Given exercise: Convert every line of the entries that follow into a JSON list of strings, with one string per line and blank lines omitted.

════════════════════

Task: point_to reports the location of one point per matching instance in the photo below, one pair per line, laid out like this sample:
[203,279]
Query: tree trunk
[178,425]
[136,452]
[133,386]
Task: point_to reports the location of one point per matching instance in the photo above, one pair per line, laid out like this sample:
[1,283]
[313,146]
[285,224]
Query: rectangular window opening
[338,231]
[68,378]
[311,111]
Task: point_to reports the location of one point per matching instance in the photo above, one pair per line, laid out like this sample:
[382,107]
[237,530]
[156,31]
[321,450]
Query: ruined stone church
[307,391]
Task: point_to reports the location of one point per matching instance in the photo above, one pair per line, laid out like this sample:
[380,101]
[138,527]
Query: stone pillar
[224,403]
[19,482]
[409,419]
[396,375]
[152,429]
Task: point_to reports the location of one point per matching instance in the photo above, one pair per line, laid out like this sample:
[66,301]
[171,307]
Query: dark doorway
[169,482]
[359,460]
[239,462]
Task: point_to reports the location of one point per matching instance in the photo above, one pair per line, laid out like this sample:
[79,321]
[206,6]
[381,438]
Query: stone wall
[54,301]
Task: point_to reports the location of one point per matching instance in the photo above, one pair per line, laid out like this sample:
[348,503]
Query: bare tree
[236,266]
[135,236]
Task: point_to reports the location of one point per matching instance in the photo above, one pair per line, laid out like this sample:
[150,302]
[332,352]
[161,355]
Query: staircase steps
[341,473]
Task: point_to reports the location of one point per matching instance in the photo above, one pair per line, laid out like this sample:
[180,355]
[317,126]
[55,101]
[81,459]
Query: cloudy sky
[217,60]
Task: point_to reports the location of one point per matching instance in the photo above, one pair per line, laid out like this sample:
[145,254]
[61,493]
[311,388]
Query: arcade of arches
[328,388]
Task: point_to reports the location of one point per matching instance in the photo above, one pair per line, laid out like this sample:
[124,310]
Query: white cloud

════════════════════

Task solution:
[
  "Task: point_to reports the location of one point per matching instance in the photo below, one pair per line, laid out like this sample:",
  "[203,279]",
  "Query: tree trunk",
  "[178,425]",
  "[136,452]",
  "[133,386]",
  "Task: point_to reports the location of one point per matching instance in the photo above, one pair per line, laid out like this sample:",
  "[1,283]",
  "[313,146]",
  "[285,224]",
  "Query: rectangular window opening",
  "[338,231]",
  "[68,378]",
  "[311,111]",
  "Task: point_to reports the location of one point per matching instance in the photo above, one pair per line, laid out like this sample:",
  "[382,107]",
  "[237,530]",
  "[156,31]",
  "[321,450]",
  "Query: ruined stone church",
  "[307,391]",
  "Task: point_to reports the location of one point per matching instance in the photo above, one pair per line, laid out like this sample:",
  "[380,101]",
  "[138,527]",
  "Query: stone pillar",
  "[224,403]",
  "[19,482]",
  "[409,419]",
  "[396,375]",
  "[152,429]",
  "Task: point_to reports the location of one point per matching instance in the photo above, one pair per line, laid out like this sample:",
  "[66,301]",
  "[171,307]",
  "Query: dark doorway",
  "[169,482]",
  "[359,460]",
  "[239,462]",
  "Task: point_to reports the location of one point per matching instance in the photo above, one pair per line, laid out like this sample:",
  "[79,321]",
  "[206,6]",
  "[381,438]",
  "Query: stone wall",
  "[54,301]",
  "Task: point_to reports the location of one point per matching instance in the photo above, one pair per line, laid out like this sample:",
  "[348,503]",
  "Query: bare tree",
  "[236,266]",
  "[135,236]",
  "Task: point_to reports the location of one point per matching instance in the photo above, one pair per line, laid out like this sample:",
  "[150,302]",
  "[332,352]",
  "[161,355]",
  "Query: staircase steps",
  "[341,473]",
  "Task: point_to reports the location of one point per matching instance in the photo above, one pair per line, laid out like this sample:",
  "[180,355]",
  "[317,126]",
  "[55,101]",
  "[81,459]",
  "Query: cloudy sky",
  "[217,60]",
  "Task: point_to reports the location of one point per matching instance in the photo above, one pair per line, laid out like this sample:",
  "[145,254]",
  "[61,493]",
  "[311,388]",
  "Query: arcade of arches",
  "[328,388]",
  "Task: point_to reports the location of one point per matching instance in the photo above, one pair per line, laid out like this sample:",
  "[124,310]",
  "Query: white cloud"
]